=== Exercise goal ===
Render the records below as a two-column CSV with the header record_text,answer and one row per record. Put each record's text and its answer in their own quoted fields, turn line breaks into spaces, and leave the pictures out.

=== Entries shown ===
══════

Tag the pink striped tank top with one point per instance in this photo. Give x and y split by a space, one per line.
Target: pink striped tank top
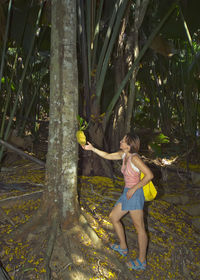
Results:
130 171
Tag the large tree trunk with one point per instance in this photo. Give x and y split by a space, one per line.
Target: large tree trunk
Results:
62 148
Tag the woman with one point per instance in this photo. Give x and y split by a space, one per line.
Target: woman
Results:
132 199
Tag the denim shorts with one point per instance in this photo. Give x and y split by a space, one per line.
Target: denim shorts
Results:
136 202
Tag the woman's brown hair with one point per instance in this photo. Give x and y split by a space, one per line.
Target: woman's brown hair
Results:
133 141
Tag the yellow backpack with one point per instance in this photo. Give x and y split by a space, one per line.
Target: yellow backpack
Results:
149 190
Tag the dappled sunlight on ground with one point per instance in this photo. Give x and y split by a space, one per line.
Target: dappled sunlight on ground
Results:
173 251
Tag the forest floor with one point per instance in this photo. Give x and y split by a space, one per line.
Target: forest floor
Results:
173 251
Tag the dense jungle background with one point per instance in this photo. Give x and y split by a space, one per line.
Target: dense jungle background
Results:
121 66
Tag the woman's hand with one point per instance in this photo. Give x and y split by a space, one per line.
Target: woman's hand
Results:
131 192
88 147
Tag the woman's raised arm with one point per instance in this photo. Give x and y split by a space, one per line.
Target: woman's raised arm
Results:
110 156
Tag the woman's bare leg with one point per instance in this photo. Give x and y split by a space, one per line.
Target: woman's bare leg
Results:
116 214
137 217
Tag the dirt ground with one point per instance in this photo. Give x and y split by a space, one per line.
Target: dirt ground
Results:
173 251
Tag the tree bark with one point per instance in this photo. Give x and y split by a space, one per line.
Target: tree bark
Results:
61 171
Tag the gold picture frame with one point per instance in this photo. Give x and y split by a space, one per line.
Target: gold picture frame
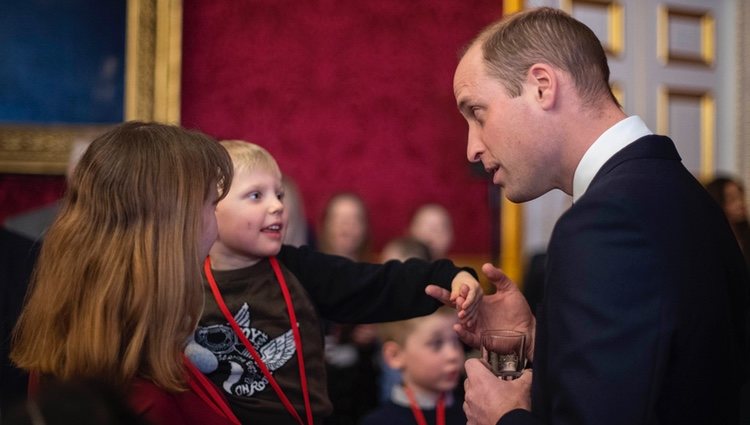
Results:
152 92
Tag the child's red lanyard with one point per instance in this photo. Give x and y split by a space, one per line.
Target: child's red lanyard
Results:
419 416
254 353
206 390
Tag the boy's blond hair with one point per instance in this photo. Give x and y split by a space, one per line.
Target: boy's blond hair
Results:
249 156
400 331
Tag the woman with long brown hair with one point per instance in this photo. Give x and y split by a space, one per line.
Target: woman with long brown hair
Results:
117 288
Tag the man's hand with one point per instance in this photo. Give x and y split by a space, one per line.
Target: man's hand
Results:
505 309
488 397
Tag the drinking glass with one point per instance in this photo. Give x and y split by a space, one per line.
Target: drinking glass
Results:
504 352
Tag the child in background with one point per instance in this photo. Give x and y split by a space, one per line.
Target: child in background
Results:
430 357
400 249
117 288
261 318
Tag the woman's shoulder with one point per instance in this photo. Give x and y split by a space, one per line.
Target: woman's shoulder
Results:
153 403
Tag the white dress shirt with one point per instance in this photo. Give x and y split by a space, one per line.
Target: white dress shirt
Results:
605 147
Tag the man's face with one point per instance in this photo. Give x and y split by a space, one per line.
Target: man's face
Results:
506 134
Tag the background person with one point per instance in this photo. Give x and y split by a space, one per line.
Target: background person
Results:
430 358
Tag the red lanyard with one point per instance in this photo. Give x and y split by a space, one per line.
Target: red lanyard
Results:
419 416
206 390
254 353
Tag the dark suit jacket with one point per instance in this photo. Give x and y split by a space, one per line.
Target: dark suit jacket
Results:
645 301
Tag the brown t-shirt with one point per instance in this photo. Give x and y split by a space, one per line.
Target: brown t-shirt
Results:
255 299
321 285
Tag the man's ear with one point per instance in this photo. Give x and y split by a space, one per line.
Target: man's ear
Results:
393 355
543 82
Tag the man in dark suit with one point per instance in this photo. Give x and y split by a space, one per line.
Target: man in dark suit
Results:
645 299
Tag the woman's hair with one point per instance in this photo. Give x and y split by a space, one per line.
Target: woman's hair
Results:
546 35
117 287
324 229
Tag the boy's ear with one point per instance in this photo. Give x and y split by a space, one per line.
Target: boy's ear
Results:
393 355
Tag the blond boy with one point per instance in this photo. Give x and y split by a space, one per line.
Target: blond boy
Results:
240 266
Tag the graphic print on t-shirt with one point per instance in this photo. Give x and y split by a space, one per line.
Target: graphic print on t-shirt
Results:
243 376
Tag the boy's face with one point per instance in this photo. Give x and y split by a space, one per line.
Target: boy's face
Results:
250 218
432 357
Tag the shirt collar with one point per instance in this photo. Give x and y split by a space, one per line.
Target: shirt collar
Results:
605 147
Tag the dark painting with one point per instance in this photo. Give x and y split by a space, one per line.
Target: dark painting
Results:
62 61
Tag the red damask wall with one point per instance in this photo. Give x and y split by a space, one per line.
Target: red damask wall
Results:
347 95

══════

=== The solution ===
record_text,answer
"Tag the pink striped tank top with one point per instance in this photo. Give x and y split by a space, one per line. Target: pink striped tank top Results:","130 171"
"Tag the large tree trunk with one point per instance in this photo. Give x and y split by a space, one per line. Target: large tree trunk Results:","62 148"
"Tag the woman with one point per instance in this photo. Give x and y split by a space, one per line. Target: woman Results:","132 199"
"Tag the denim shorts with one point per instance in this photo. Give x and y split by a space, one per line. Target: denim shorts Results:","136 202"
"Tag the woman's brown hair with one point per instance in this photo. Give x and y split by a space, one per line. Target: woman's brown hair Results:","133 141"
"Tag the yellow backpack with one point per instance in this photo. Give x and y split by a space, one per line. Target: yellow backpack Results:","149 190"
"Tag the dappled sunlight on ground with one point per instance in this photo. Give x and y split by a space, one per line. Target: dappled sunlight on ground Results:","173 251"
"Tag the forest floor with one point per instance in this photo. Give x and y split by a space, one per line. Target: forest floor Results:","173 251"
"Tag the dense jungle background with one point per instance in this photo. Give x and y split by a space, one per line. Target: dense jungle background Results:","121 66"
"Tag the woman's hand with one point per instance in this photo. Give x and y split by a space, one per line. Target: woman's hand Results:","131 192 88 147"
"Tag the woman's raised arm with one point per instance in this photo. Give x and y split by a space, one per line. Target: woman's raised arm Results:","110 156"
"Tag the woman's bare leg with one point per instance in this photo. Give x and y split by a space, one per line. Target: woman's bare leg Results:","116 214 137 217"
"Tag the dirt ground with one point per instance in this photo. Give x and y split by a space, one per line. Target: dirt ground Results:","173 251"
"Tag the tree bark with one point per instance in this photo. Give x and y split by a space, one per line. Target: tree bark Results:","61 171"
"Tag the gold picture frame with one point per instance in this photo. Give x and y split by a space, one per line. Target: gold picture frame Results:","152 92"
"Tag the child's red lanyard with one point per instance in this photo. Give x and y split by a space, one per line. Target: child's red lanyard Results:","419 416 254 353 206 390"
"Tag the boy's blond hair with one point per instance in this photo. Give x and y split by a space, one per line. Target: boy's blond hair Results:","249 156 400 331"
"Tag the woman with long brown hair with one point per instance in this photo. Give x and y split by a space, one per line. Target: woman with long brown hair Results:","117 288"
"Tag the man's hand with one point per instance in this photo. Give x and y split by a space, one per line. Target: man's hand Results:","505 309 488 397"
"Tag the drinking glass with one point per instance in this photo. Give x and y split by a space, one per line. Target: drinking glass Results:","504 352"
"Tag the child in background with one point per instance in this photo. Give x and y split by a space, one per line. Target: child in background Results:","430 357 400 249 117 288 261 318"
"Tag the woman's shoulder with one point per instance in this photo. Give x and y split by a space, one per line. Target: woman's shoulder Results:","153 403"
"Tag the white dress shirt with one point per instance in this photo. Give x and y split by a space, one per line. Target: white dress shirt Results:","605 147"
"Tag the man's face with one point per instance in this photo. Give x and y split by a space, one per line. Target: man's face Results:","506 134"
"Tag the background person with one point per instance in this photo. Give x and y split by a space, one per line. Target: background person Results:","430 358"
"Tag the red lanyard with one point per instance in this photo. Give x and y split by a space, one per line. Target: red lanyard Results:","419 416 206 390 254 353"
"Tag the dark suit jacket with one point per instance in this photo. Give x and y split by a space, one per line. Target: dark suit jacket Results:","645 301"
"Tag the brown t-shirt with one point per instance in this photo. Give x and y split by a space, one per line. Target: brown t-shirt Results:","255 299 321 285"
"Tag the man's ear with one point per instance in this photo. Give x and y split by a space, one per line. Target: man's ear Results:","393 355 543 82"
"Tag the man in dark suit with one point per instance in this photo. Give x and y split by a space, one per line. Target: man in dark suit Results:","645 299"
"Tag the woman's hair with one point per instance in this photo. Give x and y split by a space, one per line. Target: woman's hair Results:","546 35 117 287 324 229"
"Tag the boy's ear with one point per instance in this photo. Give x and y split by a space, one per line. Target: boy's ear Results:","393 355"
"Tag the blond boy with one point per instance in this photo. Give x and y split by a space, one per line. Target: blond boy Results:","240 266"
"Tag the graphic print on t-shirt with one point per instance in this photo. Give x and y split by a space, one per line. Target: graphic print on t-shirt Results:","243 376"
"Tag the boy's face with one point per instance in this photo. Give x and y split by a space, one per line. Target: boy's face Results:","250 218 432 357"
"Tag the shirt collar with one point per instance in this photo. Give x and y split by a space, one per line. Target: shirt collar Results:","605 147"
"Tag the dark painting with one point per instance in this photo. Give x and y split by a space, one per line. Target: dark painting Results:","62 61"
"Tag the red damask wall with one point per instance in this photo. Give x and y split by a space, one per line. Target: red damask wall Results:","347 95"